** Document excerpt follows **

Workshop Description (Intermediate Course)

The workshop will mainly focus on teaching the fundamentals of bacterial genomics and basic bioinformatics analysis. As a sample data Vibrio cholerae genome will be used as the practice dataset, and workshop participants will try to reproduce the expected results. The workshop will start with detailed instructions on how to quality control the raw sequence data and the assemble of a genome. Next, basic statistics will be explained to learn how to check the quality of assembledgenome (e.g., N50, # of contigs, # of core genes). On the genome analysis, average nucleotide identity (ANI) will be performed to identify the genome into known species followed by a prediction of open reading frames (ORFs), protein annotation, and comparing the results with other genomes.

Workshop Materials

Genome assembly

  • Quality control raw data
  • Genome Assembly
  • How to measure the quality of the assembled genome

Taxonomy identification

  •       A brief history of bacterial taxonomy
  • Type strain
  •       Average nucleotide identity
  •       Reference Database (EzBioCloud, NCBI)
  • Phylogenetic tree inference

Comparative genomics analysis

  • Genome annotation by Prokka
  • Search specific gene of interest by BLAST
  • How to find specific types of features (Antibiotic resistance gens, virulence factors)
  • Genome browser (Artemis)
  • Pan & core genome (Roary)
  • Visualization tools (BRIG)

Technical Requirements

  • Attendees are required to have a Hoffman2 account or personal computer.
  • For mac users, you will be working on the terminal.

** End of Document excerpt **
** Excerpted records follows **

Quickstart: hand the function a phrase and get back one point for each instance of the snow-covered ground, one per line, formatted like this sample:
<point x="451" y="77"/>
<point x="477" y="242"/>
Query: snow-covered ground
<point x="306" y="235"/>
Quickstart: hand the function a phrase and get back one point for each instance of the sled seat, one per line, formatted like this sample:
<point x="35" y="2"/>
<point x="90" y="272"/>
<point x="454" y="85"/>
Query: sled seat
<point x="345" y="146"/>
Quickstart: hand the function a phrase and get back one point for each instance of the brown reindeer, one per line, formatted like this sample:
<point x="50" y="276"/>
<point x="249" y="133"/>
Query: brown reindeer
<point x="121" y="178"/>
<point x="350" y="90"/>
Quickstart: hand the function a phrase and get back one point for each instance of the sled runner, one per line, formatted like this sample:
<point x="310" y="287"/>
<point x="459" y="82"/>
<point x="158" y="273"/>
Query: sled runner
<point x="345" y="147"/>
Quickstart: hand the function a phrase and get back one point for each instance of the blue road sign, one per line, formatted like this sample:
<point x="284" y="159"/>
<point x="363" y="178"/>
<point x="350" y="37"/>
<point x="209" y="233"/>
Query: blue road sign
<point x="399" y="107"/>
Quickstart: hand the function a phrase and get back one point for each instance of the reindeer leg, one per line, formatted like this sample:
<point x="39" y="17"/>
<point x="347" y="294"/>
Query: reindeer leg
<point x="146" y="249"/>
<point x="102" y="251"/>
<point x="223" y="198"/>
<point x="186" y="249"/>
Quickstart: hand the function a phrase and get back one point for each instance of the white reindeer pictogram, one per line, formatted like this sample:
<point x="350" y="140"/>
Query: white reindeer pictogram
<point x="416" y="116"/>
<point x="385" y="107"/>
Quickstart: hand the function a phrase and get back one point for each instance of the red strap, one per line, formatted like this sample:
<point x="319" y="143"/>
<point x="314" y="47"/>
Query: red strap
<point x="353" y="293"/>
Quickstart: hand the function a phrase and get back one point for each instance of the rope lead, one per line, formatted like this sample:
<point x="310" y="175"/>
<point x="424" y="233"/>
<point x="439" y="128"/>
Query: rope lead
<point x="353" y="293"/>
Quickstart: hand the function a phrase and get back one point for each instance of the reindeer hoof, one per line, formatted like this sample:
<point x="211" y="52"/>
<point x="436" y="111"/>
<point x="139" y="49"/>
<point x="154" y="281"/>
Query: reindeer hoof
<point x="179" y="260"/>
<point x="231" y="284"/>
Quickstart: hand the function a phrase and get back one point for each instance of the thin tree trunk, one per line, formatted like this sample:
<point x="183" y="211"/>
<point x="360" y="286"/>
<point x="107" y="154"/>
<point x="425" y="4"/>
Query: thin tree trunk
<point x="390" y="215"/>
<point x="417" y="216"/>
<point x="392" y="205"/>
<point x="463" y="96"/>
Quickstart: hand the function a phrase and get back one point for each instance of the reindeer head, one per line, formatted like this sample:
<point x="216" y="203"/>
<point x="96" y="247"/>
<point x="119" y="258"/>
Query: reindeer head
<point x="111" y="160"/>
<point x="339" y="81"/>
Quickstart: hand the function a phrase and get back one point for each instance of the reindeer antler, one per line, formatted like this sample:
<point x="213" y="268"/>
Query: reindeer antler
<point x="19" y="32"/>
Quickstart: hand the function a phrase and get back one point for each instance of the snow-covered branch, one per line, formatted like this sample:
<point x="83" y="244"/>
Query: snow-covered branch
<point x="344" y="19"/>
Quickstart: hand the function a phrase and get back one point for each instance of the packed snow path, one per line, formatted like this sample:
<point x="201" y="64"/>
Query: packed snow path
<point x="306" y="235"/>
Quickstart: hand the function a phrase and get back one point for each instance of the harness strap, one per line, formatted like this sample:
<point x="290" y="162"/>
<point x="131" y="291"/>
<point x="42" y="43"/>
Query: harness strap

** End of Excerpted records **

§ Using the information:
1. Answer these questions about the bacterial genomics workshop text:
(a) Which organism's genome serves as the practice dataset?
(b) Which tool is listed for pan and core genome analysis?
(c) What must attendees have to take part?
2. Write the next part of the bacterial genomics workshop text, picking up after its final sentence.
The items play no role in this work.

§ Answers in order:
1.
(a) Vibrio cholerae
(b) Roary
(c) A Hoffman2 account or a personal computer

2.
  • For Windows users, you have to install the Windows subsystem for Linux (WSL) prior to coming to the class (
  • You will be working on Linux or a linux-like environment.
  • It is highly recommended to take the “Intro to Unix command line” workshop if you are not familiar with the Linux environment.


Dr. Daniel (Sung-min) Ha is a Postdoctoral Fellow at the Xia Yang Lab in the Department of Integrative Biology and Physiology. Dr. Ha research focuses on Bacterial Genomics and Epidemiology and interest involves host-microbiome interaction using multi-omics systems biology approach. He earned a Bachelor in Mathematics and Genetics & Biotechnology at the University of Toronto in Canada, and a Ph.D. at Seoul National University in South Korea.



Workshop Details

Prerequisites: Attendees are advised to take W1. Intro to UNIX command line, W2. Using NGS analysis tools prior to this workshop, but not mandatory.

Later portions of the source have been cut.